• GOAL OF THE EXERCISE: Could you output the entire listing without altering anything?

■ ■ ■ ■ ■

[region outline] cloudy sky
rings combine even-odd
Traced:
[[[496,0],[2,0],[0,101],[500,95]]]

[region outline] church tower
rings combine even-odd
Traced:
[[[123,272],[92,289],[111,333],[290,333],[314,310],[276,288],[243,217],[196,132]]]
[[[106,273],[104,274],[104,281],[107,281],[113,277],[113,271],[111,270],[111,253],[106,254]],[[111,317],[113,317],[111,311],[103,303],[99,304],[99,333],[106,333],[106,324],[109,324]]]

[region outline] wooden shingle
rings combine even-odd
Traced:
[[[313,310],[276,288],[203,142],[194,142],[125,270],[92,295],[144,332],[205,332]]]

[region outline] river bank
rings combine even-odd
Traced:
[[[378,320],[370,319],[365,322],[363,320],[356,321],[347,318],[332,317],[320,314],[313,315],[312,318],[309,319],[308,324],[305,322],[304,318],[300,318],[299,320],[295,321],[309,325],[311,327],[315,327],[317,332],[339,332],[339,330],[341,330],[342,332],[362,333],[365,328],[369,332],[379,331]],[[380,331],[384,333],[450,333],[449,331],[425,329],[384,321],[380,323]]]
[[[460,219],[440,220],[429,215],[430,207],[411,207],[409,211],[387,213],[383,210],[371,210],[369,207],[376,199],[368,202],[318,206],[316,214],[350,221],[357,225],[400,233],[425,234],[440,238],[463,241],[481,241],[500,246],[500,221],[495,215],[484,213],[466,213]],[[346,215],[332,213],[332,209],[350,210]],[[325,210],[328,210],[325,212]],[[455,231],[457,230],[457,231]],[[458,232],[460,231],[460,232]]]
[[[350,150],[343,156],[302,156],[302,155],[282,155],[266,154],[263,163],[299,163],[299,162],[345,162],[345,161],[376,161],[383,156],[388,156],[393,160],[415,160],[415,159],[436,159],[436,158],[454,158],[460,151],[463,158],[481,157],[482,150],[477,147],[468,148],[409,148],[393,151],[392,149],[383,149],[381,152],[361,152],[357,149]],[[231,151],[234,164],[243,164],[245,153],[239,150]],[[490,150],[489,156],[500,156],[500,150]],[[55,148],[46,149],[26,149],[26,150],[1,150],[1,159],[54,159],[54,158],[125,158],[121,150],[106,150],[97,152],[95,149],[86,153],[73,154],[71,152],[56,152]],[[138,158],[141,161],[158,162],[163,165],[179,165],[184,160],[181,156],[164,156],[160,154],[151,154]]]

■ ■ ■ ■ ■

• RESPONSE TO THIS EXERCISE:
[region outline] cloudy sky
rings combine even-odd
Traced:
[[[496,0],[2,0],[0,101],[500,95]]]

[region outline] church tower
rings combine even-odd
Traced:
[[[123,272],[92,289],[111,333],[290,333],[314,310],[276,288],[243,217],[196,132]]]
[[[106,273],[104,274],[104,281],[107,281],[113,277],[113,271],[111,270],[111,253],[106,254]],[[111,317],[113,317],[111,311],[103,303],[99,304],[99,333],[106,333],[106,324],[109,324]]]

[region outline] wooden shingle
rings combine even-odd
Traced:
[[[313,310],[276,288],[203,142],[194,142],[125,270],[92,295],[144,332],[205,332]]]

[region outline] river bank
rings combine even-odd
Traced:
[[[378,320],[370,319],[365,322],[363,320],[356,321],[347,318],[332,317],[320,314],[313,315],[312,318],[309,319],[308,324],[305,322],[304,318],[300,318],[299,320],[295,321],[309,325],[311,327],[315,327],[317,332],[339,332],[339,330],[341,330],[342,332],[362,333],[365,328],[369,332],[379,331]],[[380,331],[384,333],[450,333],[449,331],[425,329],[384,321],[380,323]]]
[[[460,219],[440,220],[429,215],[430,207],[411,207],[409,211],[387,213],[383,210],[371,210],[369,207],[376,199],[368,202],[318,206],[316,214],[350,221],[357,225],[400,233],[425,234],[440,238],[463,241],[481,241],[500,246],[500,221],[495,215],[484,213],[466,213]],[[346,215],[332,213],[332,209],[350,210]],[[325,210],[328,210],[325,212]],[[455,231],[457,230],[457,231]],[[458,232],[460,231],[460,232]]]
[[[350,150],[343,156],[302,156],[302,155],[282,155],[266,154],[263,163],[299,163],[299,162],[345,162],[345,161],[376,161],[383,156],[388,156],[393,160],[415,160],[415,159],[436,159],[436,158],[454,158],[460,151],[463,158],[481,157],[482,150],[477,147],[468,148],[409,148],[393,151],[392,149],[383,149],[381,152],[361,152],[357,149]],[[231,151],[234,164],[243,164],[245,153],[239,150]],[[490,150],[489,156],[500,156],[500,150]],[[55,148],[46,149],[26,149],[26,150],[1,150],[1,159],[54,159],[54,158],[125,158],[121,150],[106,150],[97,152],[95,149],[86,153],[73,154],[71,152],[56,152]],[[138,158],[141,161],[158,162],[163,165],[179,165],[184,160],[181,156],[164,156],[160,154],[151,154]]]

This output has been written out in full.